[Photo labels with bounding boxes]
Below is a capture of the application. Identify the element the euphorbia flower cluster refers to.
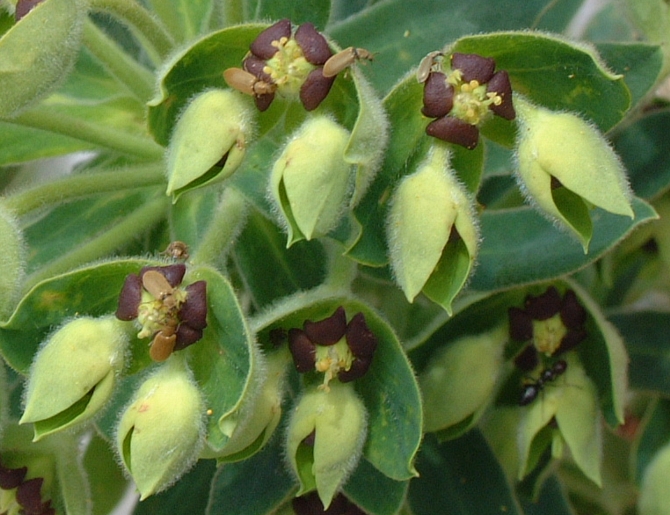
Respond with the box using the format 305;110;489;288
0;462;56;515
116;263;207;361
418;52;516;149
224;19;354;111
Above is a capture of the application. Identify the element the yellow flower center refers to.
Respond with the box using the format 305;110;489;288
137;287;187;338
533;313;568;356
314;338;354;392
446;70;502;125
263;37;316;96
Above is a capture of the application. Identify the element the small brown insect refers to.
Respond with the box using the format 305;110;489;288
162;241;189;261
322;46;374;77
416;50;444;82
142;270;177;309
149;327;177;362
223;68;277;96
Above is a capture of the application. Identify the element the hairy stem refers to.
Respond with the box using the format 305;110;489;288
6;110;163;160
91;0;174;60
23;196;168;291
191;188;246;264
84;20;154;103
5;163;165;216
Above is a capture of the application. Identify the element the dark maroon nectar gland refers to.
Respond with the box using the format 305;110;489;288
519;359;568;406
417;52;516;149
0;458;56;515
508;286;587;356
116;263;207;361
223;20;372;111
288;306;378;391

__OBJECTIVE__:
Copy the part of the data that opens with the line containing "insect refers to." and continues to the end of the data, including every request line. Shift each box coordinate in the answers up by 149, and leave the format samples unchanged.

__SOLVED EXERCISE__:
Above is a capture of the application. Identify the element the small brown insect refers to.
Respond with the box using the format 305;110;489;288
311;390;338;410
471;195;523;226
565;199;593;231
291;419;326;458
298;476;326;511
372;217;426;245
Above is a capture of the application. Identify the element the hairy stem refers to.
Respond with the box using the format 305;110;489;288
155;259;312;309
240;149;323;209
172;345;317;440
340;337;395;413
233;169;303;252
154;312;314;365
Above is a capture of the application. Identify the element the dark maroon nectar gland refers to.
Respond with the box using the format 305;110;489;288
668;508;717;555
566;201;665;298
149;607;205;664
657;435;736;505
265;412;356;510
372;169;521;260
437;455;527;540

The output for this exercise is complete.